▸ **SOURCE**
(begin)

- Signature date: 30 September 1943
- Subject: On Sacred Scripture
- Number: 5 of 41 of the pontificate
- Text: In English;
- AAS: 35 (10): 297-325

= Divino afflante Spiritu =

1943 papal encyclical letter issued by Pope Pius XII

Divino afflante Spiritu (English: "[By] the divine inspiration of the Spirit" ) is a papal encyclical letter issued by Pope Pius XII on 30 September 1943 calling for new translations of the Bible into vernacular languages, using the original languages as a source instead of the Latin Vulgate.

Catholic biblical scholar Raymond E. Brown, , described Divino afflante Spiritu as a "Magna Carta for biblical progress".

== Context ==
The Vulgate, made mostly by Jerome, had formed the textual basis for all Catholic vernacular translations of the Bible until Pius XII's encyclical. Divino afflante Spiritu inaugurated the modern period of Roman Catholic biblical studies by encouraging the study of textual criticism (or 'lower criticism'), pertaining to text of the Scriptures themselves and transmission thereof (for example, to determine correct readings) and permitted the use of the historical-critical method (or 'higher criticism'), to be informed by theology, Sacred Tradition, and ecclesiastical history on the historical circumstances of the text, hypothesizing about matters such as authorship, dating, and similar concerns.

(end)

Records from a point-labeling set

(begin)

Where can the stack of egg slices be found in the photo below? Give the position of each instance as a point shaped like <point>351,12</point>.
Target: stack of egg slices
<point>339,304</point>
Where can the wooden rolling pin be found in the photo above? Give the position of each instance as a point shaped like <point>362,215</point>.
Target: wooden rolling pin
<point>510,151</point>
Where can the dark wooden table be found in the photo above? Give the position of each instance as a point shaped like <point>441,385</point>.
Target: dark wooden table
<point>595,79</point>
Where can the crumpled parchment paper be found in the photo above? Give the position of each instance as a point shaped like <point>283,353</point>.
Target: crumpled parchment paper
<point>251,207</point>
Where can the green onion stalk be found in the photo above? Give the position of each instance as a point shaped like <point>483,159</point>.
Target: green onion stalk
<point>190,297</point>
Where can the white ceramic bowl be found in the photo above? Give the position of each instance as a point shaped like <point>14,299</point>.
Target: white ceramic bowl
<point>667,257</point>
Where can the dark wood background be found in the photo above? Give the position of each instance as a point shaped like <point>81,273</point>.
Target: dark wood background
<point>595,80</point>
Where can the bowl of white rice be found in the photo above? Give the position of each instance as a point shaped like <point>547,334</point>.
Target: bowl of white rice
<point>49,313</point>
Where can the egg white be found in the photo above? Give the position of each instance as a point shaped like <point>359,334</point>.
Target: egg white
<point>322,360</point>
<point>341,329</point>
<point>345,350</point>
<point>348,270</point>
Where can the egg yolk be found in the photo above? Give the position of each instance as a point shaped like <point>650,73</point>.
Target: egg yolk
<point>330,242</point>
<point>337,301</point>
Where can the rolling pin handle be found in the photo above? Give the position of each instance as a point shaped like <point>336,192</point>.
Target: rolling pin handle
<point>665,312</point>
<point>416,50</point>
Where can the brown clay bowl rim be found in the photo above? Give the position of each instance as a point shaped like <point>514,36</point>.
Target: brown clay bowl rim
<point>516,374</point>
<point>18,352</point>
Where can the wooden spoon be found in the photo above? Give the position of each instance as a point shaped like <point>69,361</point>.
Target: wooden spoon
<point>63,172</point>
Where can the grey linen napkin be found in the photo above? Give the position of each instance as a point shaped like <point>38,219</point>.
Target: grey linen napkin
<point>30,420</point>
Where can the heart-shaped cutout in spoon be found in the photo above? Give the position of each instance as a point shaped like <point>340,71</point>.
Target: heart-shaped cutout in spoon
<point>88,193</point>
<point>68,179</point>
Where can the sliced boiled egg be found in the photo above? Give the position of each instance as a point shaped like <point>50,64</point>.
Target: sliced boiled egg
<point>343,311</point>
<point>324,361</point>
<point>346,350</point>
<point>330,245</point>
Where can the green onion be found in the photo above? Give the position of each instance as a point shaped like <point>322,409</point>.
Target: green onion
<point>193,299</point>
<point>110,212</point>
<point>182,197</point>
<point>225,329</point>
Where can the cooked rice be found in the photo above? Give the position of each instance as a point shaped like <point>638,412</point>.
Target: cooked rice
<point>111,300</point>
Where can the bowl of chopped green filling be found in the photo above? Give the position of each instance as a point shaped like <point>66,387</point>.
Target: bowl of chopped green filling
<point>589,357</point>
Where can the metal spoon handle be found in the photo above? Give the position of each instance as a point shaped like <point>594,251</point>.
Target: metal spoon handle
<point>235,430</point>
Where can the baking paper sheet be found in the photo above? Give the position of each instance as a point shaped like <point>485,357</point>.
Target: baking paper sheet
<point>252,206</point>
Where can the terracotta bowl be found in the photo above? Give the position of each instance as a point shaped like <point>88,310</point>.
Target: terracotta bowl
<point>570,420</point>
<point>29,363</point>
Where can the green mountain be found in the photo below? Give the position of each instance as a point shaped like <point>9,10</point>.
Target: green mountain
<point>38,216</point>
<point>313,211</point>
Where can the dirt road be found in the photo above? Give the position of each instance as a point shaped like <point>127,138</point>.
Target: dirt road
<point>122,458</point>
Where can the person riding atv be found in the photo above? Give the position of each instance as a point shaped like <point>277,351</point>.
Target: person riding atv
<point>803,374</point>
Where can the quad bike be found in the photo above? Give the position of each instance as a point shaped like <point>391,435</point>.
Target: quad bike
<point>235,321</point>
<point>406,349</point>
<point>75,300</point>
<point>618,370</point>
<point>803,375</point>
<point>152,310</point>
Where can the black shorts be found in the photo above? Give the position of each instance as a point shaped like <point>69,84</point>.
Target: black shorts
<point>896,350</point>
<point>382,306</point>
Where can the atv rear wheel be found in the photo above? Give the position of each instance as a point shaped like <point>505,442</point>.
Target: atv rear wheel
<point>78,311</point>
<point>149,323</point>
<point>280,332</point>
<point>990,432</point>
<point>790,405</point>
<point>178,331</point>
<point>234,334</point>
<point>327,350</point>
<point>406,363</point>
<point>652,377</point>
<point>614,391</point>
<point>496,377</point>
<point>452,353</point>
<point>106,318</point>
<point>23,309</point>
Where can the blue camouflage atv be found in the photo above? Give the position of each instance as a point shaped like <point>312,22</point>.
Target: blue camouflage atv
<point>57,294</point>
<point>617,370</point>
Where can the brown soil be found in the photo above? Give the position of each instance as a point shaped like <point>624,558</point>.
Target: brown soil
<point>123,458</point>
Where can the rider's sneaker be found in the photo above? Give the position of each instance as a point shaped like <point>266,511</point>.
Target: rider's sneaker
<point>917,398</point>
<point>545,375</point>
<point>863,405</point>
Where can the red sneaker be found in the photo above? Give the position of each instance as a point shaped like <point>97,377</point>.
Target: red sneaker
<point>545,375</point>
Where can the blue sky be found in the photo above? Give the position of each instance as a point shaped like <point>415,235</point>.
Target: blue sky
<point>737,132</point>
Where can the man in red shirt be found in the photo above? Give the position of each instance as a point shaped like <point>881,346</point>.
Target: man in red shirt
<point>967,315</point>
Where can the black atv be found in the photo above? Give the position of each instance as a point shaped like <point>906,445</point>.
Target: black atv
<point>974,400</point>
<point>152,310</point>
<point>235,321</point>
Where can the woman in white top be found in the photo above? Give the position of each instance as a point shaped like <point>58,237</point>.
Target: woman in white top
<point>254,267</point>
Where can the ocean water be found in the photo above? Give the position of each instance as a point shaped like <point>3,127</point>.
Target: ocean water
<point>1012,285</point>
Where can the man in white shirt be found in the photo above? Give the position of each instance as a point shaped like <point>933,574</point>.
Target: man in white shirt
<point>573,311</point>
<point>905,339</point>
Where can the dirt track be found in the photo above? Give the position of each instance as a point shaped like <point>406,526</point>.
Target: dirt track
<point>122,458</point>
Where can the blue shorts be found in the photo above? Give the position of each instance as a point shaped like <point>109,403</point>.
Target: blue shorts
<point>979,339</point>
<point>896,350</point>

(end)

▸ **WHAT YOU NEED TO DO**
a. How would you render this sentence from the article on Divino afflante Spiritu in Spanish: "The Vulgate, made mostly by Jerome, had formed the textual basis for all Catholic vernacular translations of the Bible until Pius XII's encyclical."
b. Can you reproduce the records starting at the line that contains "Where can the bowl of white" and stopping after the line that contains "<point>416,50</point>", with both of those lines included?
The text and the records have no connection to each other.

▸ **FINAL RESULTS**
a. La Vulgata, realizada en su mayor parte por Jerónimo, había constituido la base textual de todas las traducciones católicas de la Biblia a lenguas vernáculas hasta la encíclica de Pío XII.

b.
Where can the bowl of white rice be found in the photo above? Give the position of each instance as a point shaped like <point>547,334</point>.
Target: bowl of white rice
<point>49,313</point>
Where can the egg white be found in the photo above? Give the position of each instance as a point shaped like <point>359,334</point>.
Target: egg white
<point>322,360</point>
<point>341,329</point>
<point>345,350</point>
<point>348,270</point>
Where can the egg yolk be found in the photo above? Give the position of each instance as a point shaped like <point>650,73</point>.
Target: egg yolk
<point>330,242</point>
<point>337,301</point>
Where can the rolling pin handle be found in the photo above? Give the position of each instance as a point shaped like <point>336,192</point>.
Target: rolling pin handle
<point>665,312</point>
<point>416,50</point>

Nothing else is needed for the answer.